Skip to content

Support all Types of Languages

Compare
Choose a tag to compare
@Flux9665 Flux9665 released this 20 May 10:04
· 27 commits to Multi_Language_Multi_Speaker since this release
1ae0202

This release extends the toolkits functionality and provides new checkpoints.

New Features:

  • support for all phonemes in the IPA standard through an extended lookup of articulatory features
  • support for some suprasegmental markers in the IPA standard through parsing (tone, lengthening, primary stress)
  • praat-parselmouth for greatly improved pitch extraction
  • faster phonemizaton
  • word boundaries are added, which are invisible to the aligner and the decoder, but can help the encoder in multilingual scenarios
  • tonal languages added, tested and included into the pretraining (Chinese, Vietnamese)
  • Scorer class to inspect data given a trained model and dataset cache (provided pretrained models can be used for this)

> **WRITTEN PROBLEM 1**: List the suprasegmental markers that the release notes say are now supported through parsing.
> **WRITTEN PROBLEM 2**: According to the release notes, what is now used for greatly improved pitch extraction?
> **WRITTEN PROBLEM 3**: Continue the release notes from the point where they stop.
The data has nothing to do with any of this.

> **DATA PROVIDED**:
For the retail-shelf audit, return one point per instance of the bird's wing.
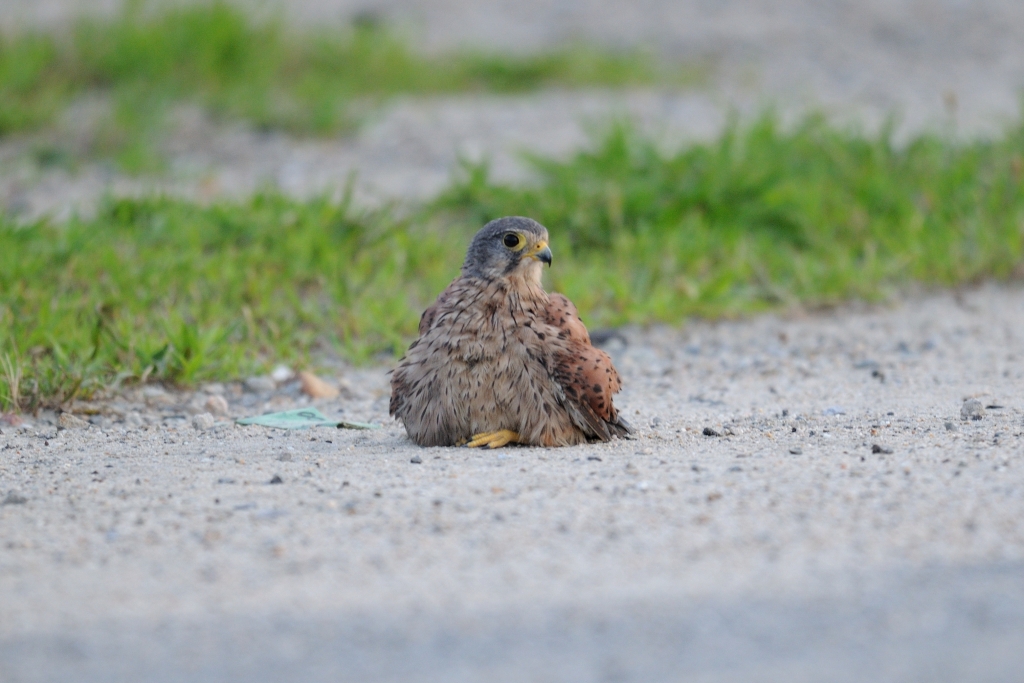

> **RESULT 1**: tone, lengthening, primary stress

> **RESULT 2**: praat-parselmouth

> **RESULT 3**:
  • intuitive controls for scaling durations and variance in pitch and energy
  • divese bugfixes and speed increases

Note:

  • This release breaks backwards compatibility. Make sure you are using the associated pretrained models. Old checkpoints and dataset caches become incompatible. Only HiFiGAN remains compatible.
  • Work on upcoming releases is already in progress. Improved voice adaptation will be our next goal.
  • To use the pretrained checkpoints, download them, create their corresponding directories and place them into your clone as follows (you have to rename the HiFiGAN and FastSpeech2 checkpoints once in place):
...
Models
└─ Aligner
      └─ aligner.pt
└─ FastSpeech2_Meta
      └─ best.pt
└─ HiFiGAN_combined
      └─ best.pt
...